POLECENIA DO ĆWICZENIA:
**1)** Wypisz wszystkie serwisy, w których artykuł o kontuzji Sama Mastersa można udostępnić według przycisków „Share on”.
**2)** Podejmij artykuł o kontuzji Sama Mastersa i pisz dalej od miejsca, w którym się kończy.

TEKST:
*-*-*
Żużel. Zawodnik Startu Gniezno z urazem ściegien w lewym ramieniu. Australijczyk podkreśla, że będzie gotowy na start sezonu

Share on facebook
Share on twitter
Share on linkedin
Share on email
Share on whatsapp

Sam Masters uległ wypadkowi w pierwszej rundzie Indywidualnych Mistrzostw Australii w Gillman. Jak się okazało Australijczyk doznał urazu ścięgien w lewym ramieniu, lecz jak zapowiada zamierza być w pełni gotów na rozpoczynający się sezon.

 

31-latek brał udział w nieprzyjemnej kolizji w inauguracyjnej rundzie Indywidualnych Mistrzostw Australii na torze w Gillman. Australijczyk początkowo poinformował, że nie zanotował żadnych urazów, lecz jak się później okazało doszło u niego do zerwania trzech ścięgien w lewym ramieniu. Przez tę kontuzję był zmuszony opuścić cały cykl, czym zaprzepaścił szansę na uzyskanie miejsca w kwalifikacjach do Grand Prix, na których mu zależało.
*-*-*
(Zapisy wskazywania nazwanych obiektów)

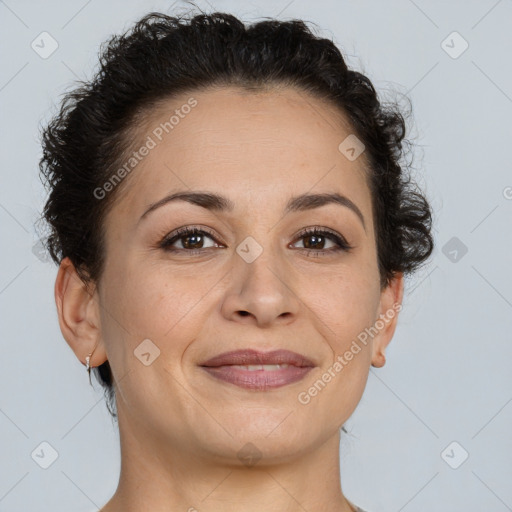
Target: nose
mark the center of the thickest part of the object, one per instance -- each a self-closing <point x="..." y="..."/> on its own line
<point x="260" y="293"/>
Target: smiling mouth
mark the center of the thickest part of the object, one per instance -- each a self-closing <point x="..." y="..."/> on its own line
<point x="258" y="371"/>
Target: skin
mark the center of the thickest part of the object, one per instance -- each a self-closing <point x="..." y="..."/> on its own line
<point x="180" y="428"/>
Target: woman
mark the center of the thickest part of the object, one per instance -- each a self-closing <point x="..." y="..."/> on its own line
<point x="233" y="226"/>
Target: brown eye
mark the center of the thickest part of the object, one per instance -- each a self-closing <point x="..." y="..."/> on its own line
<point x="315" y="240"/>
<point x="191" y="239"/>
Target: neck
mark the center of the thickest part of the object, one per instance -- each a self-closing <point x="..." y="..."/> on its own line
<point x="166" y="478"/>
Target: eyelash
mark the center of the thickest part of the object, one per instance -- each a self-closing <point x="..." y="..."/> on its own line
<point x="182" y="232"/>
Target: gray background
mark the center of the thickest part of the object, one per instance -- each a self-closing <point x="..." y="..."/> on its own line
<point x="447" y="376"/>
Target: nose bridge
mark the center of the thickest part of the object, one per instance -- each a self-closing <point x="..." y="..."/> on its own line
<point x="260" y="278"/>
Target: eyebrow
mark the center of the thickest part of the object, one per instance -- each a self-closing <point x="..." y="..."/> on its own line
<point x="215" y="202"/>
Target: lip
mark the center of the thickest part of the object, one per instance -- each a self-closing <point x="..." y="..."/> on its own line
<point x="228" y="367"/>
<point x="251" y="357"/>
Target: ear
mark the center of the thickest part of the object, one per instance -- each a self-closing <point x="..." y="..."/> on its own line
<point x="78" y="311"/>
<point x="385" y="324"/>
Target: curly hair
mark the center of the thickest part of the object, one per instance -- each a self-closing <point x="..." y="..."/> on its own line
<point x="162" y="56"/>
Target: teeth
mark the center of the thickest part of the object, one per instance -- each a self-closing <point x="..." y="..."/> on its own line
<point x="265" y="367"/>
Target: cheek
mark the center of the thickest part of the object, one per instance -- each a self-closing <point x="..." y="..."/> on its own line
<point x="154" y="303"/>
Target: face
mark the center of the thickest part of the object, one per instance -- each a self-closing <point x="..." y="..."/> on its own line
<point x="247" y="277"/>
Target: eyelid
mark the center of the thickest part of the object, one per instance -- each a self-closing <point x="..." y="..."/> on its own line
<point x="337" y="238"/>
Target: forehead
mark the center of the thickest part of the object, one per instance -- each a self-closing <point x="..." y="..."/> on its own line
<point x="245" y="145"/>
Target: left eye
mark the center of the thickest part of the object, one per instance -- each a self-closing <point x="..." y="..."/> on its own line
<point x="195" y="236"/>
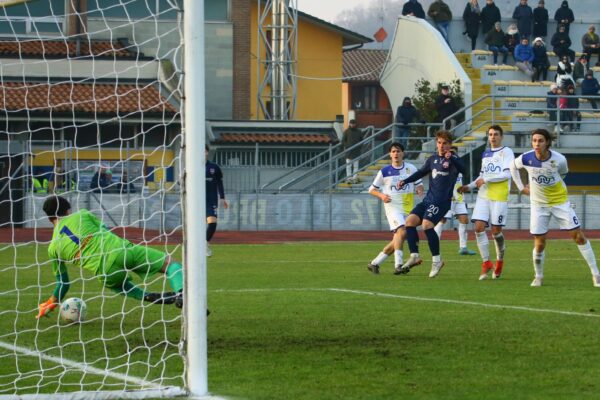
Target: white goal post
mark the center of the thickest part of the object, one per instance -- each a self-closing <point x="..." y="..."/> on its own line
<point x="102" y="103"/>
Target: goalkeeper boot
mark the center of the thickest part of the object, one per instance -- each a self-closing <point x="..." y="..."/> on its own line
<point x="160" y="298"/>
<point x="179" y="299"/>
<point x="486" y="267"/>
<point x="412" y="262"/>
<point x="466" y="252"/>
<point x="537" y="282"/>
<point x="374" y="268"/>
<point x="435" y="268"/>
<point x="498" y="269"/>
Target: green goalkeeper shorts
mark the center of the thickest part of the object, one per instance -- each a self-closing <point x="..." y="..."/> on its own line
<point x="143" y="261"/>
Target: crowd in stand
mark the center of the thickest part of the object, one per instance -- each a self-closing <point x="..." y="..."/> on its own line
<point x="532" y="59"/>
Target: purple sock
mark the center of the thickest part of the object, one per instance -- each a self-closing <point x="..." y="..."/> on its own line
<point x="434" y="242"/>
<point x="412" y="237"/>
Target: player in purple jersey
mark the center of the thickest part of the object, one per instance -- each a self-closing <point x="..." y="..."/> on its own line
<point x="444" y="168"/>
<point x="214" y="192"/>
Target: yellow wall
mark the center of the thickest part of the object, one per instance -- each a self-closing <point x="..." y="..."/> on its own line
<point x="319" y="55"/>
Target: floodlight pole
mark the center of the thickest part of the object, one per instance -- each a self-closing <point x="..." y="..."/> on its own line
<point x="194" y="193"/>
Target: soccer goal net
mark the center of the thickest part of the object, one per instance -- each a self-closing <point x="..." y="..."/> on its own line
<point x="91" y="106"/>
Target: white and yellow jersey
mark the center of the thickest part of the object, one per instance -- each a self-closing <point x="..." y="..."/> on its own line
<point x="495" y="171"/>
<point x="387" y="180"/>
<point x="546" y="184"/>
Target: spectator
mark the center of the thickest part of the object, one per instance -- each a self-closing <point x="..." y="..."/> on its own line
<point x="351" y="137"/>
<point x="561" y="44"/>
<point x="495" y="41"/>
<point x="101" y="180"/>
<point x="540" y="20"/>
<point x="412" y="8"/>
<point x="541" y="63"/>
<point x="524" y="16"/>
<point x="552" y="104"/>
<point x="445" y="106"/>
<point x="472" y="18"/>
<point x="512" y="38"/>
<point x="590" y="87"/>
<point x="590" y="42"/>
<point x="441" y="15"/>
<point x="405" y="114"/>
<point x="569" y="104"/>
<point x="490" y="14"/>
<point x="580" y="69"/>
<point x="564" y="74"/>
<point x="524" y="57"/>
<point x="124" y="185"/>
<point x="564" y="16"/>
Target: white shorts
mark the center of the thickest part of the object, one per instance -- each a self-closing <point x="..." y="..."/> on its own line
<point x="457" y="208"/>
<point x="395" y="216"/>
<point x="491" y="212"/>
<point x="564" y="214"/>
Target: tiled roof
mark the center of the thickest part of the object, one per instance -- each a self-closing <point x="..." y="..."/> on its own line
<point x="85" y="98"/>
<point x="363" y="65"/>
<point x="274" y="138"/>
<point x="64" y="48"/>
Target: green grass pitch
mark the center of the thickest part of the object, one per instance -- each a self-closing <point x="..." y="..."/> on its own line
<point x="308" y="321"/>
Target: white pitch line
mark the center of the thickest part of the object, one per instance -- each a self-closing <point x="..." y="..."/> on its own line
<point x="80" y="366"/>
<point x="417" y="298"/>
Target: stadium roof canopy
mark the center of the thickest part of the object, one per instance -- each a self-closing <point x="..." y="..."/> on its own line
<point x="271" y="132"/>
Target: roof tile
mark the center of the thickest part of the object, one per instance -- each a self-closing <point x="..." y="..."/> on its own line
<point x="79" y="97"/>
<point x="363" y="65"/>
<point x="64" y="48"/>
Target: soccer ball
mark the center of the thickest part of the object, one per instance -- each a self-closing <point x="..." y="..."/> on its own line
<point x="73" y="309"/>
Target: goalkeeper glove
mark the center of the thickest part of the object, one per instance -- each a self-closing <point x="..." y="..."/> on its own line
<point x="46" y="307"/>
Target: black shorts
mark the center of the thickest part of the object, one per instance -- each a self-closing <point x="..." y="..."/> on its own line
<point x="431" y="212"/>
<point x="211" y="210"/>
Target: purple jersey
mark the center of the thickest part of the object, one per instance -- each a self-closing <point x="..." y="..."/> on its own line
<point x="444" y="173"/>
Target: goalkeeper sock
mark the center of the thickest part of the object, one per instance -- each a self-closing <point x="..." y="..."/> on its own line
<point x="588" y="254"/>
<point x="483" y="245"/>
<point x="412" y="237"/>
<point x="434" y="242"/>
<point x="381" y="257"/>
<point x="439" y="228"/>
<point x="211" y="228"/>
<point x="130" y="290"/>
<point x="174" y="275"/>
<point x="538" y="263"/>
<point x="462" y="235"/>
<point x="499" y="242"/>
<point x="398" y="257"/>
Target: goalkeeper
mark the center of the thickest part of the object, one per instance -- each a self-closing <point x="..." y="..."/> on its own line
<point x="81" y="239"/>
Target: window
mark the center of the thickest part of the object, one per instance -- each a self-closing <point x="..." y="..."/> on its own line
<point x="364" y="98"/>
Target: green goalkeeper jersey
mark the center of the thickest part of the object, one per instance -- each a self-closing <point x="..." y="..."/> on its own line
<point x="83" y="240"/>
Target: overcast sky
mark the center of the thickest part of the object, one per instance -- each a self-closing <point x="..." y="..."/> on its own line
<point x="330" y="9"/>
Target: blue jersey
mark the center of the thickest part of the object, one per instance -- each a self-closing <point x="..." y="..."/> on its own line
<point x="444" y="173"/>
<point x="214" y="184"/>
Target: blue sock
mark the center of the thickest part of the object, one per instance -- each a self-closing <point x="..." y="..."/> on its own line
<point x="434" y="242"/>
<point x="412" y="237"/>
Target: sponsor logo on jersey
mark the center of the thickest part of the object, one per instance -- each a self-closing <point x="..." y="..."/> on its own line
<point x="491" y="168"/>
<point x="543" y="180"/>
<point x="435" y="173"/>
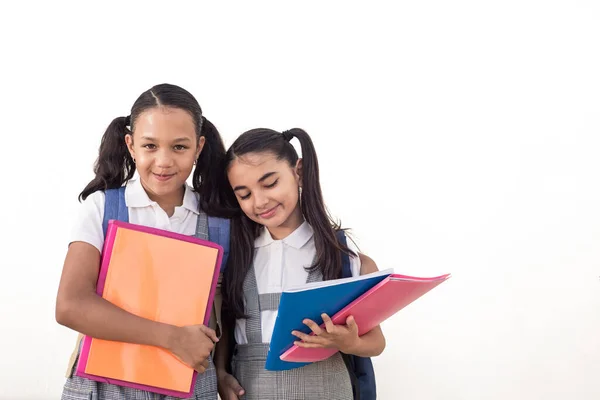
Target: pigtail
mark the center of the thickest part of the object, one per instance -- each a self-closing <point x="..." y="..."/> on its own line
<point x="114" y="165"/>
<point x="241" y="255"/>
<point x="328" y="258"/>
<point x="209" y="178"/>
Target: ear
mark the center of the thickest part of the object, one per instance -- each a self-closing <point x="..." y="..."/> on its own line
<point x="129" y="143"/>
<point x="298" y="172"/>
<point x="201" y="143"/>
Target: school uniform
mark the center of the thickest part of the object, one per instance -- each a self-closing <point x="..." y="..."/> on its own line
<point x="279" y="264"/>
<point x="187" y="219"/>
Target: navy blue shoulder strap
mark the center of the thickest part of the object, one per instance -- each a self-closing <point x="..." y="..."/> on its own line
<point x="346" y="270"/>
<point x="218" y="232"/>
<point x="114" y="207"/>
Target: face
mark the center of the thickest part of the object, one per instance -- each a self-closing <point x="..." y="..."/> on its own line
<point x="164" y="147"/>
<point x="267" y="189"/>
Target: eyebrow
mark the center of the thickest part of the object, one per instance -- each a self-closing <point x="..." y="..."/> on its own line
<point x="262" y="178"/>
<point x="178" y="140"/>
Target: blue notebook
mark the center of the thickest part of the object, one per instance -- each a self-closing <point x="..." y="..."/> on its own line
<point x="310" y="301"/>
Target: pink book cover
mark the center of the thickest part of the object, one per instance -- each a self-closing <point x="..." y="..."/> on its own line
<point x="372" y="308"/>
<point x="159" y="275"/>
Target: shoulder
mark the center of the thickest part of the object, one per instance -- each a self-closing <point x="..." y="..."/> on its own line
<point x="361" y="263"/>
<point x="87" y="226"/>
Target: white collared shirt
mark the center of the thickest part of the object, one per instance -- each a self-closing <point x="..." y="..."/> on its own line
<point x="279" y="264"/>
<point x="142" y="211"/>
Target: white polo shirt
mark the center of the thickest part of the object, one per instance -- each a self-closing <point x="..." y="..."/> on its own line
<point x="142" y="211"/>
<point x="279" y="264"/>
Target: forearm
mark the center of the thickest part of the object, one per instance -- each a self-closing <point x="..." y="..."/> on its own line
<point x="370" y="344"/>
<point x="225" y="346"/>
<point x="96" y="317"/>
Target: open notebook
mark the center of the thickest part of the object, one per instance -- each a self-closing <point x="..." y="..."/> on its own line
<point x="370" y="309"/>
<point x="370" y="299"/>
<point x="158" y="275"/>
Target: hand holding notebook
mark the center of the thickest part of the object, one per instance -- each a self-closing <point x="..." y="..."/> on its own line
<point x="192" y="343"/>
<point x="161" y="276"/>
<point x="370" y="299"/>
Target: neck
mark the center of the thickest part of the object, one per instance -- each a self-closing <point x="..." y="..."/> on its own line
<point x="290" y="225"/>
<point x="169" y="201"/>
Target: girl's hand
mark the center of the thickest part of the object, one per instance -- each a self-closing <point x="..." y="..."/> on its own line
<point x="342" y="337"/>
<point x="193" y="345"/>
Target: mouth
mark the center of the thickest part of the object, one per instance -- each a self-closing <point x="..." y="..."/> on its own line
<point x="163" y="177"/>
<point x="269" y="213"/>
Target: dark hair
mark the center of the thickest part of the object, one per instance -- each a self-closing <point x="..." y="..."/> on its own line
<point x="244" y="231"/>
<point x="114" y="165"/>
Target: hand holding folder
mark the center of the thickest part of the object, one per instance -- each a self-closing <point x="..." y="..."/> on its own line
<point x="161" y="276"/>
<point x="370" y="299"/>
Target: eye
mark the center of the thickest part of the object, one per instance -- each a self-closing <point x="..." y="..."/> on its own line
<point x="272" y="184"/>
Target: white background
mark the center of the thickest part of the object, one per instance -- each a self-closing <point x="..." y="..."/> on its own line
<point x="455" y="137"/>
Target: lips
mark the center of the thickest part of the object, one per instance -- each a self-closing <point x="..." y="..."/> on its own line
<point x="269" y="213"/>
<point x="163" y="177"/>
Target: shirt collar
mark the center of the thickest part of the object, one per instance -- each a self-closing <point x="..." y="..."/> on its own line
<point x="136" y="196"/>
<point x="296" y="239"/>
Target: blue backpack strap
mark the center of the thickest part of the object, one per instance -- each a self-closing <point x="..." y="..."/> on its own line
<point x="346" y="270"/>
<point x="361" y="369"/>
<point x="114" y="207"/>
<point x="218" y="232"/>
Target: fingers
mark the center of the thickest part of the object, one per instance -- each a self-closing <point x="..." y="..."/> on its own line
<point x="234" y="385"/>
<point x="329" y="326"/>
<point x="313" y="326"/>
<point x="209" y="332"/>
<point x="308" y="345"/>
<point x="351" y="324"/>
<point x="308" y="338"/>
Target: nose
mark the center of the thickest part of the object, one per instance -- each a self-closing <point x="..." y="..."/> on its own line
<point x="260" y="200"/>
<point x="164" y="159"/>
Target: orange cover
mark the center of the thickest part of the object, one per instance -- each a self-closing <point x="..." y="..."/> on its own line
<point x="160" y="276"/>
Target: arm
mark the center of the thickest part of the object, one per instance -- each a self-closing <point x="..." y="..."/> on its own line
<point x="372" y="343"/>
<point x="80" y="308"/>
<point x="229" y="387"/>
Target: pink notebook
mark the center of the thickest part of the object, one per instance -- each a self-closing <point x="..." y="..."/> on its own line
<point x="372" y="308"/>
<point x="158" y="275"/>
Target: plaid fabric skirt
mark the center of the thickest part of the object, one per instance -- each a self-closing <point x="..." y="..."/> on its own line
<point x="77" y="388"/>
<point x="327" y="379"/>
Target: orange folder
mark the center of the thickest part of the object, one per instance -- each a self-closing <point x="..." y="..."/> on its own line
<point x="161" y="276"/>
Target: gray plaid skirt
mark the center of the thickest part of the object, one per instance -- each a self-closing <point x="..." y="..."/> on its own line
<point x="77" y="388"/>
<point x="327" y="379"/>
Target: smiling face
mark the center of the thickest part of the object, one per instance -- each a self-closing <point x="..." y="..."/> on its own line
<point x="164" y="146"/>
<point x="267" y="190"/>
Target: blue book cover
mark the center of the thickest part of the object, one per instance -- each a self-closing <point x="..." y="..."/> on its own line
<point x="310" y="301"/>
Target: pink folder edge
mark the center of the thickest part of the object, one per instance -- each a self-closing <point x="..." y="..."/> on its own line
<point x="87" y="341"/>
<point x="339" y="317"/>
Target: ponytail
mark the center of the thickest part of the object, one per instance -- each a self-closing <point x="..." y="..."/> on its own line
<point x="328" y="258"/>
<point x="243" y="230"/>
<point x="114" y="165"/>
<point x="209" y="172"/>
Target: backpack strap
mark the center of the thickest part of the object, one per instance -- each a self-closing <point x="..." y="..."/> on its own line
<point x="362" y="375"/>
<point x="114" y="207"/>
<point x="218" y="232"/>
<point x="346" y="270"/>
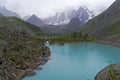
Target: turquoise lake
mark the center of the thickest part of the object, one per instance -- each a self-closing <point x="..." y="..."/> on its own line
<point x="76" y="61"/>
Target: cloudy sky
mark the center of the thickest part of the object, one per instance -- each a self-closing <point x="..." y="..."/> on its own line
<point x="44" y="8"/>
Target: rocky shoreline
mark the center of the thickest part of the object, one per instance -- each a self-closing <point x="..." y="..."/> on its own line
<point x="104" y="73"/>
<point x="34" y="65"/>
<point x="109" y="43"/>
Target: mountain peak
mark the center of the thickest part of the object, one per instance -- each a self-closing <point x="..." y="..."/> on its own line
<point x="35" y="20"/>
<point x="6" y="12"/>
<point x="84" y="14"/>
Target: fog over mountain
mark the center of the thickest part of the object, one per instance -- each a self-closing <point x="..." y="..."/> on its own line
<point x="46" y="8"/>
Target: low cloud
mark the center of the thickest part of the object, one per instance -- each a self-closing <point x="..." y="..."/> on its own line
<point x="45" y="8"/>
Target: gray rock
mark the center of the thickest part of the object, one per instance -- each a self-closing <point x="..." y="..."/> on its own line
<point x="105" y="75"/>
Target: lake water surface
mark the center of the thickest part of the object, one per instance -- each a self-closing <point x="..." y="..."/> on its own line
<point x="77" y="61"/>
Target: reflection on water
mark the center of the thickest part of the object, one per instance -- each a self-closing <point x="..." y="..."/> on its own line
<point x="76" y="61"/>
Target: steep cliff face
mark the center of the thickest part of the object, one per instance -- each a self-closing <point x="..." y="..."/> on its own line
<point x="20" y="50"/>
<point x="105" y="24"/>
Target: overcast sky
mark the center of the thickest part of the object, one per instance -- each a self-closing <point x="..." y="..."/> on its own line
<point x="44" y="8"/>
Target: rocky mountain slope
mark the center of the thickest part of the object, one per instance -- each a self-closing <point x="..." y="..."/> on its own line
<point x="20" y="50"/>
<point x="83" y="13"/>
<point x="74" y="25"/>
<point x="7" y="12"/>
<point x="35" y="20"/>
<point x="106" y="24"/>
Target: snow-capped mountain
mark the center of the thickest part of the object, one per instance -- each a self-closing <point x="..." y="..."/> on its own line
<point x="7" y="12"/>
<point x="35" y="20"/>
<point x="83" y="13"/>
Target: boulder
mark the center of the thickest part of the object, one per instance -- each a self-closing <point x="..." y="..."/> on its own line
<point x="45" y="52"/>
<point x="105" y="74"/>
<point x="30" y="72"/>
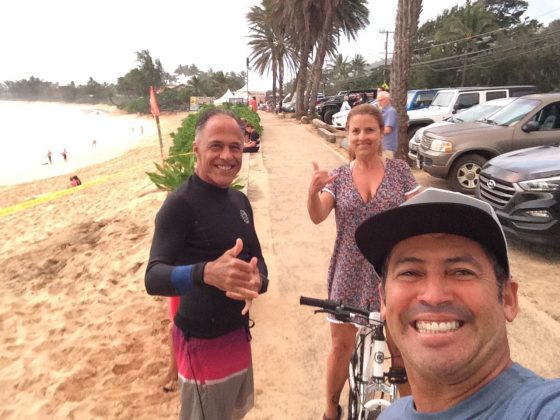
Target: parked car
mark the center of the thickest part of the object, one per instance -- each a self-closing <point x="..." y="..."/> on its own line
<point x="474" y="113"/>
<point x="458" y="152"/>
<point x="416" y="99"/>
<point x="449" y="101"/>
<point x="339" y="119"/>
<point x="330" y="107"/>
<point x="524" y="188"/>
<point x="420" y="98"/>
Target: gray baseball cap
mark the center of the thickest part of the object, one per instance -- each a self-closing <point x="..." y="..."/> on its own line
<point x="432" y="211"/>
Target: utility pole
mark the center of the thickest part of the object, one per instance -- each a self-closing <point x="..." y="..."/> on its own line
<point x="386" y="48"/>
<point x="247" y="81"/>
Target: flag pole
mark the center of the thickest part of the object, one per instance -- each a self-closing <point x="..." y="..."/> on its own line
<point x="160" y="140"/>
<point x="155" y="112"/>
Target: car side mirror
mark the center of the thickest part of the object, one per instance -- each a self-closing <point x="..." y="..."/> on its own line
<point x="530" y="126"/>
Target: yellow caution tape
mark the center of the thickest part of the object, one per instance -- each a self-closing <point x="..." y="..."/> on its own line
<point x="61" y="193"/>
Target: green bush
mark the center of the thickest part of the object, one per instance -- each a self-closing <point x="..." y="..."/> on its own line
<point x="181" y="161"/>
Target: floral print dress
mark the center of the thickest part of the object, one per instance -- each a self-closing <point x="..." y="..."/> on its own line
<point x="351" y="278"/>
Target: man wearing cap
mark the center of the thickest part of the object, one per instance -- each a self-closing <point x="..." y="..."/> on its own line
<point x="446" y="295"/>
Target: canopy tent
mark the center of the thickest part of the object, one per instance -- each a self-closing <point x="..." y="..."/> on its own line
<point x="224" y="98"/>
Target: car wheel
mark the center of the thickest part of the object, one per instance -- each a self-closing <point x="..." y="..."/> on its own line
<point x="412" y="131"/>
<point x="465" y="172"/>
<point x="328" y="116"/>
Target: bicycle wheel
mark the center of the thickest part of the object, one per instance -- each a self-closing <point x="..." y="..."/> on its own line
<point x="355" y="410"/>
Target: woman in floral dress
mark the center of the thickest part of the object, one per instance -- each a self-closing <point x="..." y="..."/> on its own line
<point x="368" y="185"/>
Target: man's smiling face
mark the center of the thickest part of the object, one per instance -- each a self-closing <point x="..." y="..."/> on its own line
<point x="219" y="151"/>
<point x="442" y="306"/>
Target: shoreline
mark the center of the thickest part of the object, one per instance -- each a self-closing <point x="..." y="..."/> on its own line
<point x="70" y="126"/>
<point x="145" y="151"/>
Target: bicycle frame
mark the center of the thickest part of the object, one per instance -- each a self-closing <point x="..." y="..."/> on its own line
<point x="368" y="378"/>
<point x="369" y="389"/>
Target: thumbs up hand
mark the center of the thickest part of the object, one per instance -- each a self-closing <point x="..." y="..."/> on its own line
<point x="239" y="279"/>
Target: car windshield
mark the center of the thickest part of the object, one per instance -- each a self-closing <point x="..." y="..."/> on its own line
<point x="513" y="112"/>
<point x="409" y="97"/>
<point x="478" y="112"/>
<point x="443" y="99"/>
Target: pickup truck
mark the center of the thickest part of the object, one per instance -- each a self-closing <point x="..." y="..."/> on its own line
<point x="457" y="152"/>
*-*-*
ODPOWIEDZI:
**1)** facebook, twitter, linkedin, email, whatsapp

**2)**
– W tym roku włożyłem dużo wysiłku, aby spróbować wywalczyć awans do rund eliminacyjnych cyklu Grand Prix. Oczywiście moje plany legły w gruzach, kiedy upadłem w pierwszej rundzie. Na koniec dnia, jest jak jest, co ma być to będzie, po prostu niefortunne zdarzenie – powiedział Sam Masters na łamach Speedway Star.

Sam Masters w nowym sezonie wystartuje w barwach Aforti Startu Gniezno, który spadł w minionym sezonie do 2. Ligi Żużlowej. Poza tym kapitan Wolverhampton nie rezygnuje z ligi brytyjskiej, na której start szykuje się już teraz i zapowiada, że aktualna kontuzja nie przeszkodzi mu w solidnym przygotowaniu się do sezonu.

– Teraz czekam tylko na złapanie odpowiedniej formy i przygotowanie się do sezonu 2023 – zakończył.

CZYTAJ TAKŻE:

Żużel. Fatalna nawierzchnia w Krośnie. Czy zdążą na inaugurację rozgrywek?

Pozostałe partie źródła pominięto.